------ Study material

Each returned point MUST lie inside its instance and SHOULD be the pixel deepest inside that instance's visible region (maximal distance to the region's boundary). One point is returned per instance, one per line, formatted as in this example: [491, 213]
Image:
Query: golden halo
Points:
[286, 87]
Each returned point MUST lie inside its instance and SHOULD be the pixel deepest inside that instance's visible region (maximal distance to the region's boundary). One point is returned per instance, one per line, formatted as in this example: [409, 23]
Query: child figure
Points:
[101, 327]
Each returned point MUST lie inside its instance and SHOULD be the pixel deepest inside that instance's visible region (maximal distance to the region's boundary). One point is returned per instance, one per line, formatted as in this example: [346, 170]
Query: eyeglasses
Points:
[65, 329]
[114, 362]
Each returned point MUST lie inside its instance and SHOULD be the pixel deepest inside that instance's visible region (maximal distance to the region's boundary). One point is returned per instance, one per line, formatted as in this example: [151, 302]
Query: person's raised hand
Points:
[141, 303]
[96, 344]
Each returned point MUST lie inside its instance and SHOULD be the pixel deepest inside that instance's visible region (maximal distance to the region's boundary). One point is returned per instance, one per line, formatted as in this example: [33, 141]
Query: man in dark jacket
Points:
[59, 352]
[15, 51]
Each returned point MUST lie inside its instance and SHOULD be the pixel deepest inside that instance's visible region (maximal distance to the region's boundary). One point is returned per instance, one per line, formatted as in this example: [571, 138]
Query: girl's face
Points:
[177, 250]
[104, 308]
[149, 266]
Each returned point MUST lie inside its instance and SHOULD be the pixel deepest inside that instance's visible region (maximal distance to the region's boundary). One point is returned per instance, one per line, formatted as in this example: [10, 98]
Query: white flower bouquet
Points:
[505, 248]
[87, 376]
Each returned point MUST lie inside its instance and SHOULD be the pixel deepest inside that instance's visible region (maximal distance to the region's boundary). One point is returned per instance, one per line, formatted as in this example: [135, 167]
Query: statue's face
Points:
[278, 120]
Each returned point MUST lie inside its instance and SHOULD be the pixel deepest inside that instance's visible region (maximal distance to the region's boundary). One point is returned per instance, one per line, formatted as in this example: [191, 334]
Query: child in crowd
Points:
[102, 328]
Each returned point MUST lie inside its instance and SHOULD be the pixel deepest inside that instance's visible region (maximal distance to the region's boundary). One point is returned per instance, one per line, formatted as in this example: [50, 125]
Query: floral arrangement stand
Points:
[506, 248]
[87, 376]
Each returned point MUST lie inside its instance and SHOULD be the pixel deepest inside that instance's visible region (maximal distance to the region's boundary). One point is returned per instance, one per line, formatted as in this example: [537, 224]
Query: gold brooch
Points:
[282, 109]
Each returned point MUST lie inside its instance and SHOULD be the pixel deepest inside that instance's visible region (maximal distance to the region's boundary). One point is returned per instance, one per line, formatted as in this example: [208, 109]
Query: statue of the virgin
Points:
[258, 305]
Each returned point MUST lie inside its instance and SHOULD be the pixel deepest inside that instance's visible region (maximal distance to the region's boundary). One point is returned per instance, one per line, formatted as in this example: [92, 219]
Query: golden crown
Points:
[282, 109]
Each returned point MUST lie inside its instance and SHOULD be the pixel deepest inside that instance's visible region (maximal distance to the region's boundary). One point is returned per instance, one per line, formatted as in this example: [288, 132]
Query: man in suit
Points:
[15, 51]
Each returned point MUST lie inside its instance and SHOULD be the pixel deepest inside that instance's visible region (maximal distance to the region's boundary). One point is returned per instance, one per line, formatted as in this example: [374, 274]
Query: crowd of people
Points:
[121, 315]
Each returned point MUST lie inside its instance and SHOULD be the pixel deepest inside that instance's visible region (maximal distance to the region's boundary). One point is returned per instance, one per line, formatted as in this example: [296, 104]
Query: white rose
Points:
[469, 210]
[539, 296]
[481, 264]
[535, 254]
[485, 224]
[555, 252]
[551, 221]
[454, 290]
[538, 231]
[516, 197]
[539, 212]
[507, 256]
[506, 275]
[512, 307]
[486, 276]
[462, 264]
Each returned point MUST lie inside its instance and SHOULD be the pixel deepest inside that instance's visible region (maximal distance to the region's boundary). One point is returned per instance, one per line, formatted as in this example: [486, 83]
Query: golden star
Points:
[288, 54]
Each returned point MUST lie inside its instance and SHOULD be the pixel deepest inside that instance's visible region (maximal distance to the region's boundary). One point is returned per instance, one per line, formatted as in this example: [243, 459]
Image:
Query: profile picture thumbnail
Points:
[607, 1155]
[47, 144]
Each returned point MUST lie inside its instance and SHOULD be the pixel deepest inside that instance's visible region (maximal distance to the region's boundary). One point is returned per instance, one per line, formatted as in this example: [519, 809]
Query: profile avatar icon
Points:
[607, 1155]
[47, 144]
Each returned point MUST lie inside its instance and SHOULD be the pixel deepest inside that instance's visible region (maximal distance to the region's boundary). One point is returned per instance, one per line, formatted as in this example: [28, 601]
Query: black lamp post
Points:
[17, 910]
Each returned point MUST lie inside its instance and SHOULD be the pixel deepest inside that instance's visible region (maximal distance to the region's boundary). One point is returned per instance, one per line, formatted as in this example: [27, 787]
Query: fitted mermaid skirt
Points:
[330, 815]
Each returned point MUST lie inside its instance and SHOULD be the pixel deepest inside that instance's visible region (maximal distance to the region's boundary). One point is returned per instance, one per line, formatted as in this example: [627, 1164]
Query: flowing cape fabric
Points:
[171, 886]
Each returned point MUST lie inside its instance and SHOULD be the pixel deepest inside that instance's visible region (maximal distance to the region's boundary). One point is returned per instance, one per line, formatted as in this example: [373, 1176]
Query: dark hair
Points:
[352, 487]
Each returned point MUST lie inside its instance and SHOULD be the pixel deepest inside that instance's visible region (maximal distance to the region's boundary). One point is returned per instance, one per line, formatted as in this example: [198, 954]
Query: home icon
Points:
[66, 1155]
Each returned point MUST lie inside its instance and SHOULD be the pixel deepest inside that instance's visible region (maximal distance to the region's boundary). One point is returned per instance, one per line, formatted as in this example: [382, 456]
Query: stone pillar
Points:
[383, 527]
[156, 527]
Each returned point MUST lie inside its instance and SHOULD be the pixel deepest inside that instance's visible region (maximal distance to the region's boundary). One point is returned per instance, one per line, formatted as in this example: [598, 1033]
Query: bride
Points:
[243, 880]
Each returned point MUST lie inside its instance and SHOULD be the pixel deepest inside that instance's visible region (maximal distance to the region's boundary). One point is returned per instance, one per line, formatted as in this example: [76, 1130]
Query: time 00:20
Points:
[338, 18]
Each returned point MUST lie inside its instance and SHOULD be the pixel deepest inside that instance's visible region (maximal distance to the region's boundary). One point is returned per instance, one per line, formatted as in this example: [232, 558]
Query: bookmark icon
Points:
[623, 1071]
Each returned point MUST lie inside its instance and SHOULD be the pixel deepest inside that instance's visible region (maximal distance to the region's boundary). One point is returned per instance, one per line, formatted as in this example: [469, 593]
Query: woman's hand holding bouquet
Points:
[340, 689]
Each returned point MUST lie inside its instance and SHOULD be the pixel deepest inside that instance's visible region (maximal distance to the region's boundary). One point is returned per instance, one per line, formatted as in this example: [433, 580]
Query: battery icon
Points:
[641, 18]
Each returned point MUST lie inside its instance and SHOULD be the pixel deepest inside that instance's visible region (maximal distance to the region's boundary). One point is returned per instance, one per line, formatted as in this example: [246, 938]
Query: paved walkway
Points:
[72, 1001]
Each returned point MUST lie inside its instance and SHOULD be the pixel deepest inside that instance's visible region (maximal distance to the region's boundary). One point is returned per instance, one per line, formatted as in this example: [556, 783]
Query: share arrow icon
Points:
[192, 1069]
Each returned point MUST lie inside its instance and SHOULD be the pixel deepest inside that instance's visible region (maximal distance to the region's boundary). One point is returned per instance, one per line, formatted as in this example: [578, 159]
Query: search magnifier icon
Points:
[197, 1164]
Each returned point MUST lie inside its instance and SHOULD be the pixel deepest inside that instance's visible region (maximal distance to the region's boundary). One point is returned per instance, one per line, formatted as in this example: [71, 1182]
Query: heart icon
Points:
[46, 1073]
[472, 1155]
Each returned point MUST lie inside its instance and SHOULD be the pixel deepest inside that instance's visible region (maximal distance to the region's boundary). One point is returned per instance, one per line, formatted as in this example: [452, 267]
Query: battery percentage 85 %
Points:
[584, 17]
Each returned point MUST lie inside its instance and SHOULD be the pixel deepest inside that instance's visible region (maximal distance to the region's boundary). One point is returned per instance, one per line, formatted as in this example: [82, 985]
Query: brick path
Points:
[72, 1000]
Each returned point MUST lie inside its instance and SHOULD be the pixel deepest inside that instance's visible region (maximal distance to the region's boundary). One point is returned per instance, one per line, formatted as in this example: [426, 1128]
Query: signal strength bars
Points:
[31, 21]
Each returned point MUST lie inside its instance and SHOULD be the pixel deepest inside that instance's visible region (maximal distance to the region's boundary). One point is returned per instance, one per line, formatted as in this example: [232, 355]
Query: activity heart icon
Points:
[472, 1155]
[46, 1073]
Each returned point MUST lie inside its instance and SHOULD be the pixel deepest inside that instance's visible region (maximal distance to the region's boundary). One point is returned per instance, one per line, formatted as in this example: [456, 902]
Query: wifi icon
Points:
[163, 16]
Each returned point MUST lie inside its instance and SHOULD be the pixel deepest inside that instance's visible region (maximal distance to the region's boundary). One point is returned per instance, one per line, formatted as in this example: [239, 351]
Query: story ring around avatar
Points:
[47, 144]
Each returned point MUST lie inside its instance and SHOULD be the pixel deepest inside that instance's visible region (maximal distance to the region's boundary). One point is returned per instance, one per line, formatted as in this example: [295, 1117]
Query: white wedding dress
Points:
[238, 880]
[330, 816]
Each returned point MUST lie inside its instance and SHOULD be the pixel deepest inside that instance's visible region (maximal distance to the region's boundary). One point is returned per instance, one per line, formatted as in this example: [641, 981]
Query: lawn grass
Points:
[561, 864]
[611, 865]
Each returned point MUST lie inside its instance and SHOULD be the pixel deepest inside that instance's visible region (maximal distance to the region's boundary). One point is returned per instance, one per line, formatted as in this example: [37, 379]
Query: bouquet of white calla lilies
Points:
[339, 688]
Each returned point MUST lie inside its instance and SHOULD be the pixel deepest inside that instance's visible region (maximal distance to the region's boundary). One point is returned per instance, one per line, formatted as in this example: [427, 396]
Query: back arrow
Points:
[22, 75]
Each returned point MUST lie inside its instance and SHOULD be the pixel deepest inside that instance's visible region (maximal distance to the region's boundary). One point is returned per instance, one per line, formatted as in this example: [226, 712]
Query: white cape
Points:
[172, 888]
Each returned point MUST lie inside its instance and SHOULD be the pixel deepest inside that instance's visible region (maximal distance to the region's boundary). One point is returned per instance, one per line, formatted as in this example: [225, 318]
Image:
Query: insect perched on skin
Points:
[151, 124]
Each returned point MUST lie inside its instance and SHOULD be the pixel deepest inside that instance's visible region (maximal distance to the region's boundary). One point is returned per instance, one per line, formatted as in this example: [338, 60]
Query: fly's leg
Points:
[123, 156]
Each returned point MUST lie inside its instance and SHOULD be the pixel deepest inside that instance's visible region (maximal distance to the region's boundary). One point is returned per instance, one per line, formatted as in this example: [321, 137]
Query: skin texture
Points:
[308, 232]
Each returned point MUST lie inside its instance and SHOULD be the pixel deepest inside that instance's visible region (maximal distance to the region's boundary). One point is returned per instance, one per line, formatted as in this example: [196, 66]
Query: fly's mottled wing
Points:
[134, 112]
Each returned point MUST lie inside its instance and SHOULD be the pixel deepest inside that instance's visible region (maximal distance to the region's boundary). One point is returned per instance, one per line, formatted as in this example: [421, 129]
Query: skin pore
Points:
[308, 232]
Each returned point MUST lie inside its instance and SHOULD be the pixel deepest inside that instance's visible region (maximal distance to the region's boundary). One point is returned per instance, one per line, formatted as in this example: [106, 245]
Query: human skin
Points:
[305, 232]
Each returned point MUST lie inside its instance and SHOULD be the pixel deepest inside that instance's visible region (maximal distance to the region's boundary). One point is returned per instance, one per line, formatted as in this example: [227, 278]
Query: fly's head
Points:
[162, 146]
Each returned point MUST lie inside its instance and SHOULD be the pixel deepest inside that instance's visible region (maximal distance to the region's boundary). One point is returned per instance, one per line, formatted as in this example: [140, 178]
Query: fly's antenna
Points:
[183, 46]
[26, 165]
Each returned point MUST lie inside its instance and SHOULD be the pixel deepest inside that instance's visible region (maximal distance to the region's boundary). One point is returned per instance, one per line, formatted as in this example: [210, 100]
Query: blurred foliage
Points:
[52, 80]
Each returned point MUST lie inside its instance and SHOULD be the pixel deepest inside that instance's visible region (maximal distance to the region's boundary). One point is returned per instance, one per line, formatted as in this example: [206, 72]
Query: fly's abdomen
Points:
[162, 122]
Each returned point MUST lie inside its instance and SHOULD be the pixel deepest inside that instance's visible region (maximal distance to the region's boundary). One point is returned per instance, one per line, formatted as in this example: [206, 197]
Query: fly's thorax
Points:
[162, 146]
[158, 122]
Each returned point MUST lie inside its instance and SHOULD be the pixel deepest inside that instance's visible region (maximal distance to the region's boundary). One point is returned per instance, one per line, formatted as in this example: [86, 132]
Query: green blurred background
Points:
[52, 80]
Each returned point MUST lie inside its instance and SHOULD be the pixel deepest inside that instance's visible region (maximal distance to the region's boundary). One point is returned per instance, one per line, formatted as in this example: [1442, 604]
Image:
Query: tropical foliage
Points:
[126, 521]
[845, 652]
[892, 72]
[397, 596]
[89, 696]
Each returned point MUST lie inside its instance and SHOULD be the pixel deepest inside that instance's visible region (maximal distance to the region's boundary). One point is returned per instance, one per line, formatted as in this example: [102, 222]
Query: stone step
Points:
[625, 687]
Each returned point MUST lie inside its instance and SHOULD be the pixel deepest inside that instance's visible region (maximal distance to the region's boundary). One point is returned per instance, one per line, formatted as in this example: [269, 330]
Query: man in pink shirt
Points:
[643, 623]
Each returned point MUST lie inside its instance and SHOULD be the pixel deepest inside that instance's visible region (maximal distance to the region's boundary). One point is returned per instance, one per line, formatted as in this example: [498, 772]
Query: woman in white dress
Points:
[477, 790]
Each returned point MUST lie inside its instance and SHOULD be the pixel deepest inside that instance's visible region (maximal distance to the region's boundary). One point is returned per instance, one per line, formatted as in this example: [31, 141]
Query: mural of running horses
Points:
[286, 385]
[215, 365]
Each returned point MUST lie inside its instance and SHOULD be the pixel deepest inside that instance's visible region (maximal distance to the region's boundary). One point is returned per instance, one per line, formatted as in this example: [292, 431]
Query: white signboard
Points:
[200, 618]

------------

● Work request: Set down exactly the lines that begin with the one containing "Query: woman in white dress" and end with the last line above, and no others.

● Answer for this exercise:
Query: woman in white dress
Points:
[477, 790]
Each returned point MUST lie inside its instance and SHOULD be the pixel deepest inside that instance's visible region (maximal distance to the region's boundary). One point is returned per instance, one per line, formatted as in this example: [31, 141]
Query: mural of running horses
Points:
[286, 385]
[215, 365]
Each returned point MUST lie inside its instance and SHOULD be the pixel deepest inside that instance's visible region (maximal distance to the region's boundary). One point is returned per instance, one per line, formatted as in this example: [292, 431]
Query: white signboard
Points:
[200, 618]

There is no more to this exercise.